SOURCE EXTRACT
Scientific classification
- Kingdom: Animalia
- Phylum: Arthropoda
- Clade: Pancrustacea
- Class: Insecta
- Order: Lepidoptera
- Family: Hesperiidae
- Genus: Pholisora
- Species: P. mejicanus
- Binomial name: Pholisora mejicanus Reakirt, 1866
- Synonyms: Nisoniades mejicanus Reakirt 1866;

= Pholisora mejicanus =

- Genus: Pholisora
- Species: mejicanus
- Authority: Reakirt, 1866
- Conservation status: G4
- Synonyms: Nisoniades mejicanus 1866

Species of butterfly

Pholisora mejicanus is a species of butterfly of the skipper family, the Hesperiidae. It occurs in the Southwestern United States south throughout most of Mexico. Often it is referred to as the Mexican sootywing.

== Description ==

As is typical in the skipper family, Mexican sootywings, Pholisora mejicanus, commonly are seen "skipping" fast from one spot to another. Their rapid, darting flight is right for their stout bodies, which are small to medium-size relative to other butterfly species. Their heads are relatively broad, with widely separated eyes and antennae. Their antennae are distinctively hooked or recurved at their tips. Many skipper species, including the Mexican sootywing, rest with their wings held at different angles, which is unlike moths, who rest with their wings spread flat; also it's unlike most resting butterflies who fold their wings directly above their bodies.

In the field, when seen from above, Mexican sootywings are black skippers with white dots arranged in a specific pattern. Seen from the side, the hindwing's underside is blue-gray with contrasting black veins. To distinguish Mexican sootywings from other Pholisora species, the pattern of dots on the wings' tops is less useful than noting the Mexican sootywing's blue-gray hindwing's underside, with those contrasting black veins.

== Habitat ==

Mexican sootywings like open areas such as disturbed roadsides and along railways, as well as mountainous gulches and canyons.

== Caterpillar hosts ==

Mexican sootywing caterpillars feed on amaranths and Chenopodium species, both taxa belonging to the amaranth family.

EXTRACTED RECORDS
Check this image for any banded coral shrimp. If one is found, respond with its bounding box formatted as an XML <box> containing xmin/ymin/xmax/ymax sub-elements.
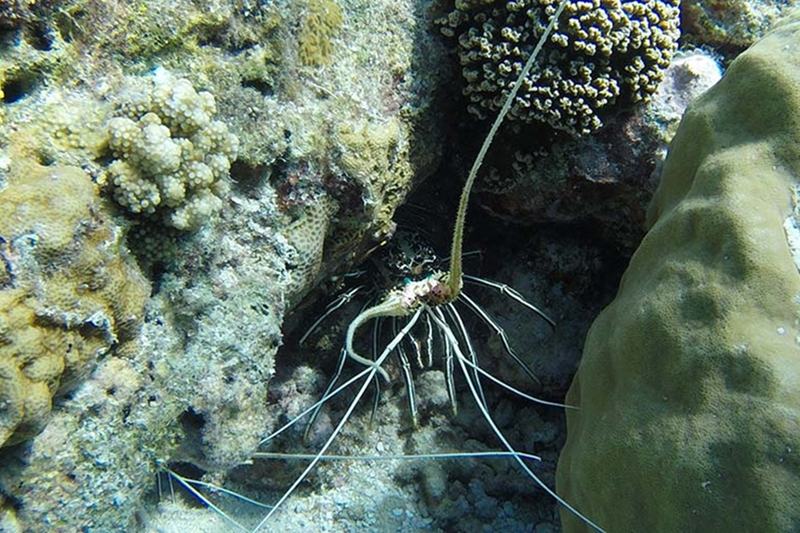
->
<box><xmin>155</xmin><ymin>0</ymin><xmax>603</xmax><ymax>533</ymax></box>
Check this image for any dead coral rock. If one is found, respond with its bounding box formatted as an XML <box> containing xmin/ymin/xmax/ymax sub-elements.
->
<box><xmin>0</xmin><ymin>163</ymin><xmax>149</xmax><ymax>446</ymax></box>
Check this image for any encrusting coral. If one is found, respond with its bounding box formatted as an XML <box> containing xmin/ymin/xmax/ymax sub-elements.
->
<box><xmin>439</xmin><ymin>0</ymin><xmax>680</xmax><ymax>136</ymax></box>
<box><xmin>0</xmin><ymin>167</ymin><xmax>149</xmax><ymax>446</ymax></box>
<box><xmin>101</xmin><ymin>69</ymin><xmax>239</xmax><ymax>230</ymax></box>
<box><xmin>557</xmin><ymin>12</ymin><xmax>800</xmax><ymax>533</ymax></box>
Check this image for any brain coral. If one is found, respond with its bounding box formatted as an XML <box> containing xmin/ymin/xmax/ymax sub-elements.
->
<box><xmin>102</xmin><ymin>69</ymin><xmax>239</xmax><ymax>230</ymax></box>
<box><xmin>557</xmin><ymin>12</ymin><xmax>800</xmax><ymax>533</ymax></box>
<box><xmin>0</xmin><ymin>167</ymin><xmax>149</xmax><ymax>446</ymax></box>
<box><xmin>439</xmin><ymin>0</ymin><xmax>680</xmax><ymax>136</ymax></box>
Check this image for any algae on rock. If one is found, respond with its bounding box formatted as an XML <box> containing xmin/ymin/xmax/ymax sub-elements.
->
<box><xmin>557</xmin><ymin>12</ymin><xmax>800</xmax><ymax>533</ymax></box>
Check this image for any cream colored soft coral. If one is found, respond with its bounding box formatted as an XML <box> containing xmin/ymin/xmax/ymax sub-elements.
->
<box><xmin>102</xmin><ymin>68</ymin><xmax>239</xmax><ymax>230</ymax></box>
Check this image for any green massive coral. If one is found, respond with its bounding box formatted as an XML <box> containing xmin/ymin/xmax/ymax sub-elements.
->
<box><xmin>440</xmin><ymin>0</ymin><xmax>680</xmax><ymax>136</ymax></box>
<box><xmin>557</xmin><ymin>9</ymin><xmax>800</xmax><ymax>533</ymax></box>
<box><xmin>0</xmin><ymin>167</ymin><xmax>150</xmax><ymax>446</ymax></box>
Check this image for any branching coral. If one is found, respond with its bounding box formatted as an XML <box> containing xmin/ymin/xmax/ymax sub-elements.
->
<box><xmin>102</xmin><ymin>69</ymin><xmax>239</xmax><ymax>230</ymax></box>
<box><xmin>439</xmin><ymin>0</ymin><xmax>680</xmax><ymax>136</ymax></box>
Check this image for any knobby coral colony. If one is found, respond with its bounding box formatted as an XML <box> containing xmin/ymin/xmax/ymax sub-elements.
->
<box><xmin>438</xmin><ymin>0</ymin><xmax>680</xmax><ymax>136</ymax></box>
<box><xmin>170</xmin><ymin>0</ymin><xmax>603</xmax><ymax>533</ymax></box>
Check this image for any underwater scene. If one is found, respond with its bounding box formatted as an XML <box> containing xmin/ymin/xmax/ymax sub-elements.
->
<box><xmin>0</xmin><ymin>0</ymin><xmax>800</xmax><ymax>533</ymax></box>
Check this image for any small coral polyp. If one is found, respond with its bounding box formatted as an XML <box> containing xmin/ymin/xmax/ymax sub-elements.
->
<box><xmin>106</xmin><ymin>68</ymin><xmax>239</xmax><ymax>230</ymax></box>
<box><xmin>438</xmin><ymin>0</ymin><xmax>680</xmax><ymax>136</ymax></box>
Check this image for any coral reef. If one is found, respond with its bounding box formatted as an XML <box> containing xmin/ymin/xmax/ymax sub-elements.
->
<box><xmin>0</xmin><ymin>167</ymin><xmax>149</xmax><ymax>446</ymax></box>
<box><xmin>0</xmin><ymin>0</ymin><xmax>444</xmax><ymax>532</ymax></box>
<box><xmin>297</xmin><ymin>0</ymin><xmax>342</xmax><ymax>66</ymax></box>
<box><xmin>440</xmin><ymin>0</ymin><xmax>680</xmax><ymax>136</ymax></box>
<box><xmin>557</xmin><ymin>11</ymin><xmax>800</xmax><ymax>533</ymax></box>
<box><xmin>475</xmin><ymin>47</ymin><xmax>721</xmax><ymax>249</ymax></box>
<box><xmin>107</xmin><ymin>69</ymin><xmax>239</xmax><ymax>230</ymax></box>
<box><xmin>681</xmin><ymin>0</ymin><xmax>796</xmax><ymax>55</ymax></box>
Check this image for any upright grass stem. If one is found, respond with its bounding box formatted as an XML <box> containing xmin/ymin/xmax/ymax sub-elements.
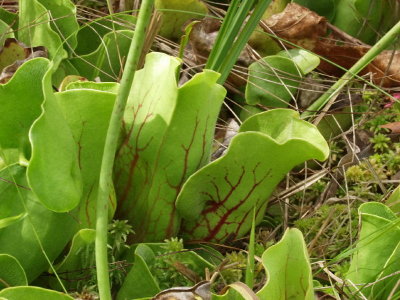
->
<box><xmin>95</xmin><ymin>0</ymin><xmax>154</xmax><ymax>300</ymax></box>
<box><xmin>301</xmin><ymin>21</ymin><xmax>400</xmax><ymax>119</ymax></box>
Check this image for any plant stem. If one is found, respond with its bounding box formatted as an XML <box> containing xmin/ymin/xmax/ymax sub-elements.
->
<box><xmin>245</xmin><ymin>207</ymin><xmax>256</xmax><ymax>289</ymax></box>
<box><xmin>301</xmin><ymin>22</ymin><xmax>400</xmax><ymax>119</ymax></box>
<box><xmin>96</xmin><ymin>0</ymin><xmax>154</xmax><ymax>300</ymax></box>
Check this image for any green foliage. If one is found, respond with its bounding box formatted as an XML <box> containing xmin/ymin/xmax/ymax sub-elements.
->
<box><xmin>155</xmin><ymin>0</ymin><xmax>208</xmax><ymax>40</ymax></box>
<box><xmin>115</xmin><ymin>53</ymin><xmax>225</xmax><ymax>241</ymax></box>
<box><xmin>333</xmin><ymin>0</ymin><xmax>400</xmax><ymax>44</ymax></box>
<box><xmin>257</xmin><ymin>229</ymin><xmax>314</xmax><ymax>300</ymax></box>
<box><xmin>0</xmin><ymin>286</ymin><xmax>73</xmax><ymax>300</ymax></box>
<box><xmin>176</xmin><ymin>109</ymin><xmax>329</xmax><ymax>242</ymax></box>
<box><xmin>0</xmin><ymin>254</ymin><xmax>28</xmax><ymax>290</ymax></box>
<box><xmin>346</xmin><ymin>202</ymin><xmax>400</xmax><ymax>299</ymax></box>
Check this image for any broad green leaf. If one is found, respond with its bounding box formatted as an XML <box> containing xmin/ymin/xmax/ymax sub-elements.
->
<box><xmin>346</xmin><ymin>202</ymin><xmax>400</xmax><ymax>300</ymax></box>
<box><xmin>55</xmin><ymin>83</ymin><xmax>116</xmax><ymax>228</ymax></box>
<box><xmin>332</xmin><ymin>0</ymin><xmax>400</xmax><ymax>44</ymax></box>
<box><xmin>0</xmin><ymin>165</ymin><xmax>78</xmax><ymax>282</ymax></box>
<box><xmin>0</xmin><ymin>254</ymin><xmax>28</xmax><ymax>290</ymax></box>
<box><xmin>0</xmin><ymin>213</ymin><xmax>26</xmax><ymax>229</ymax></box>
<box><xmin>176</xmin><ymin>109</ymin><xmax>329</xmax><ymax>242</ymax></box>
<box><xmin>257</xmin><ymin>228</ymin><xmax>315</xmax><ymax>300</ymax></box>
<box><xmin>51</xmin><ymin>229</ymin><xmax>96</xmax><ymax>290</ymax></box>
<box><xmin>114</xmin><ymin>53</ymin><xmax>225</xmax><ymax>241</ymax></box>
<box><xmin>277</xmin><ymin>49</ymin><xmax>321</xmax><ymax>75</ymax></box>
<box><xmin>0</xmin><ymin>58</ymin><xmax>49</xmax><ymax>149</ymax></box>
<box><xmin>52</xmin><ymin>59</ymin><xmax>82</xmax><ymax>88</ymax></box>
<box><xmin>246</xmin><ymin>55</ymin><xmax>301</xmax><ymax>107</ymax></box>
<box><xmin>292</xmin><ymin>0</ymin><xmax>341</xmax><ymax>21</ymax></box>
<box><xmin>155</xmin><ymin>0</ymin><xmax>208</xmax><ymax>40</ymax></box>
<box><xmin>18</xmin><ymin>0</ymin><xmax>67</xmax><ymax>68</ymax></box>
<box><xmin>70</xmin><ymin>30</ymin><xmax>133</xmax><ymax>81</ymax></box>
<box><xmin>38</xmin><ymin>0</ymin><xmax>79</xmax><ymax>52</ymax></box>
<box><xmin>0</xmin><ymin>286</ymin><xmax>74</xmax><ymax>300</ymax></box>
<box><xmin>66</xmin><ymin>81</ymin><xmax>119</xmax><ymax>94</ymax></box>
<box><xmin>117</xmin><ymin>244</ymin><xmax>160</xmax><ymax>300</ymax></box>
<box><xmin>75</xmin><ymin>13</ymin><xmax>136</xmax><ymax>55</ymax></box>
<box><xmin>25</xmin><ymin>59</ymin><xmax>82</xmax><ymax>212</ymax></box>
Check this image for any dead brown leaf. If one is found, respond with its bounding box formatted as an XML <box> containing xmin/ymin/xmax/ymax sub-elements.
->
<box><xmin>0</xmin><ymin>38</ymin><xmax>48</xmax><ymax>84</ymax></box>
<box><xmin>264</xmin><ymin>3</ymin><xmax>400</xmax><ymax>87</ymax></box>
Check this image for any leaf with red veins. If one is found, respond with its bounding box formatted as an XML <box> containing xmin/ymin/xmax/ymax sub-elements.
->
<box><xmin>115</xmin><ymin>53</ymin><xmax>226</xmax><ymax>241</ymax></box>
<box><xmin>176</xmin><ymin>109</ymin><xmax>329</xmax><ymax>242</ymax></box>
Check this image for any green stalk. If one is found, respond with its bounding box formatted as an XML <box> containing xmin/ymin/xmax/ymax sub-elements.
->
<box><xmin>218</xmin><ymin>0</ymin><xmax>271</xmax><ymax>84</ymax></box>
<box><xmin>95</xmin><ymin>0</ymin><xmax>154</xmax><ymax>300</ymax></box>
<box><xmin>206</xmin><ymin>0</ymin><xmax>254</xmax><ymax>72</ymax></box>
<box><xmin>205</xmin><ymin>0</ymin><xmax>240</xmax><ymax>70</ymax></box>
<box><xmin>245</xmin><ymin>207</ymin><xmax>256</xmax><ymax>289</ymax></box>
<box><xmin>301</xmin><ymin>22</ymin><xmax>400</xmax><ymax>119</ymax></box>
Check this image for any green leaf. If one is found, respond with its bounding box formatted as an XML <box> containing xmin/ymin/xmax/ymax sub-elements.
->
<box><xmin>70</xmin><ymin>30</ymin><xmax>133</xmax><ymax>81</ymax></box>
<box><xmin>257</xmin><ymin>228</ymin><xmax>315</xmax><ymax>300</ymax></box>
<box><xmin>246</xmin><ymin>55</ymin><xmax>301</xmax><ymax>107</ymax></box>
<box><xmin>117</xmin><ymin>244</ymin><xmax>160</xmax><ymax>300</ymax></box>
<box><xmin>0</xmin><ymin>58</ymin><xmax>49</xmax><ymax>149</ymax></box>
<box><xmin>346</xmin><ymin>202</ymin><xmax>400</xmax><ymax>300</ymax></box>
<box><xmin>0</xmin><ymin>213</ymin><xmax>26</xmax><ymax>229</ymax></box>
<box><xmin>0</xmin><ymin>165</ymin><xmax>78</xmax><ymax>282</ymax></box>
<box><xmin>176</xmin><ymin>109</ymin><xmax>329</xmax><ymax>242</ymax></box>
<box><xmin>115</xmin><ymin>53</ymin><xmax>225</xmax><ymax>241</ymax></box>
<box><xmin>0</xmin><ymin>254</ymin><xmax>28</xmax><ymax>290</ymax></box>
<box><xmin>18</xmin><ymin>0</ymin><xmax>67</xmax><ymax>68</ymax></box>
<box><xmin>66</xmin><ymin>81</ymin><xmax>119</xmax><ymax>94</ymax></box>
<box><xmin>55</xmin><ymin>82</ymin><xmax>116</xmax><ymax>228</ymax></box>
<box><xmin>332</xmin><ymin>0</ymin><xmax>400</xmax><ymax>44</ymax></box>
<box><xmin>277</xmin><ymin>49</ymin><xmax>321</xmax><ymax>75</ymax></box>
<box><xmin>26</xmin><ymin>59</ymin><xmax>82</xmax><ymax>212</ymax></box>
<box><xmin>0</xmin><ymin>286</ymin><xmax>74</xmax><ymax>300</ymax></box>
<box><xmin>155</xmin><ymin>0</ymin><xmax>208</xmax><ymax>40</ymax></box>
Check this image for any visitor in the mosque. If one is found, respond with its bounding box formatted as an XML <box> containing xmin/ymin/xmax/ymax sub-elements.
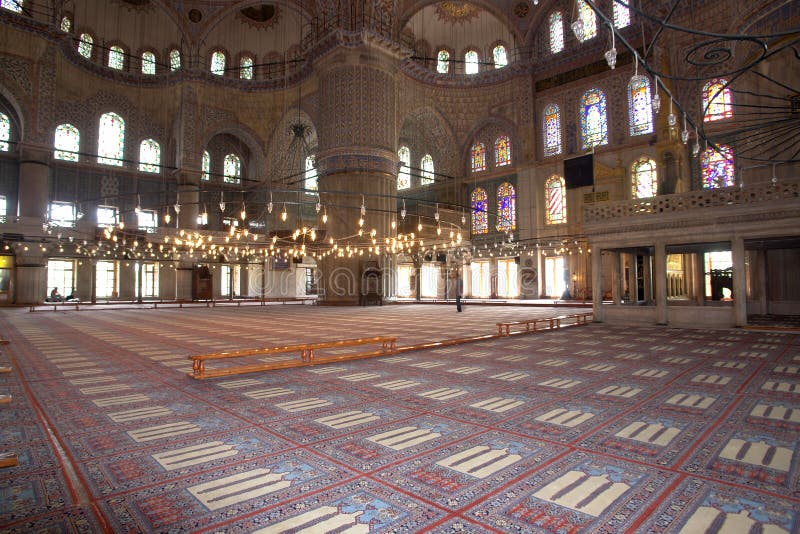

BRIEF
In the text about the Mexican sootywing, what plant family do the caterpillars' food plants belong to?

RESPONSE BOX
The amaranth family.